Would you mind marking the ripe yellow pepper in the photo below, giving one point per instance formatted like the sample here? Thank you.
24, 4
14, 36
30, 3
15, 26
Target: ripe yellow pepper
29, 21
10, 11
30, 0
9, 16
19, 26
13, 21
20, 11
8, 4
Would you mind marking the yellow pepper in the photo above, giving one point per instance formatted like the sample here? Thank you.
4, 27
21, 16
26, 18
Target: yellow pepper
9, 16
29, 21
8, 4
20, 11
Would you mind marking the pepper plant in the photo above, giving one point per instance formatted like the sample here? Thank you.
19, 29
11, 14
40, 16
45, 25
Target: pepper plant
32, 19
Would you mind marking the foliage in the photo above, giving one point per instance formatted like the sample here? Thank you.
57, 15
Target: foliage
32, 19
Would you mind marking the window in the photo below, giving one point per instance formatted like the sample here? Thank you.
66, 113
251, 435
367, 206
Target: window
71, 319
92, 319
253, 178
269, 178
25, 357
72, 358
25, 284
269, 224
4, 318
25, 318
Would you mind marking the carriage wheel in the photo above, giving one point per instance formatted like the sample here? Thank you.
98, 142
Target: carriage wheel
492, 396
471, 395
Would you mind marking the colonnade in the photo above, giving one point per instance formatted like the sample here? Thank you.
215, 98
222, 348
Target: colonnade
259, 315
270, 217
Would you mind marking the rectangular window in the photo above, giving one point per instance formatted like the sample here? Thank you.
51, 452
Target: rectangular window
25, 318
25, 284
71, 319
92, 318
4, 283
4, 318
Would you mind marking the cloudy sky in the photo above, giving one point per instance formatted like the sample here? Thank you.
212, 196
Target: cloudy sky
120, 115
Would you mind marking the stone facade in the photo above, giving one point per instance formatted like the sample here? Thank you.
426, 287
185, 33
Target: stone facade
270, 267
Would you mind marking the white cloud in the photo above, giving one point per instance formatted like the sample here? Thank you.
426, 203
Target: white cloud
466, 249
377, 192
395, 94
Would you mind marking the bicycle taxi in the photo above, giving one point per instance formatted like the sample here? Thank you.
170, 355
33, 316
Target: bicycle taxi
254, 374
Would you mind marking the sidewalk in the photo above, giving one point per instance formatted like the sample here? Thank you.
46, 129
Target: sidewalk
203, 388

——

Objective: Rewrite only the lines from the one containing "Would you mind marking the bicycle" through the end of the records, requests included, multiplying every point coordinate in the answers by 2.1 and rounding to whole numbers with halves rounded up. Leave the numbers in the requests and their format samples unchanged.

Full response:
Would you mind marking the bicycle taxi in the photo above, giving one point per instance formatted like the sample here? Thank you.
170, 355
33, 316
Target: bicycle taxi
533, 785
Would you mind marking the sidewalk in the photo above, giving one point per instance formatted like the sample here? Thank you.
46, 129
Target: sidewalk
426, 815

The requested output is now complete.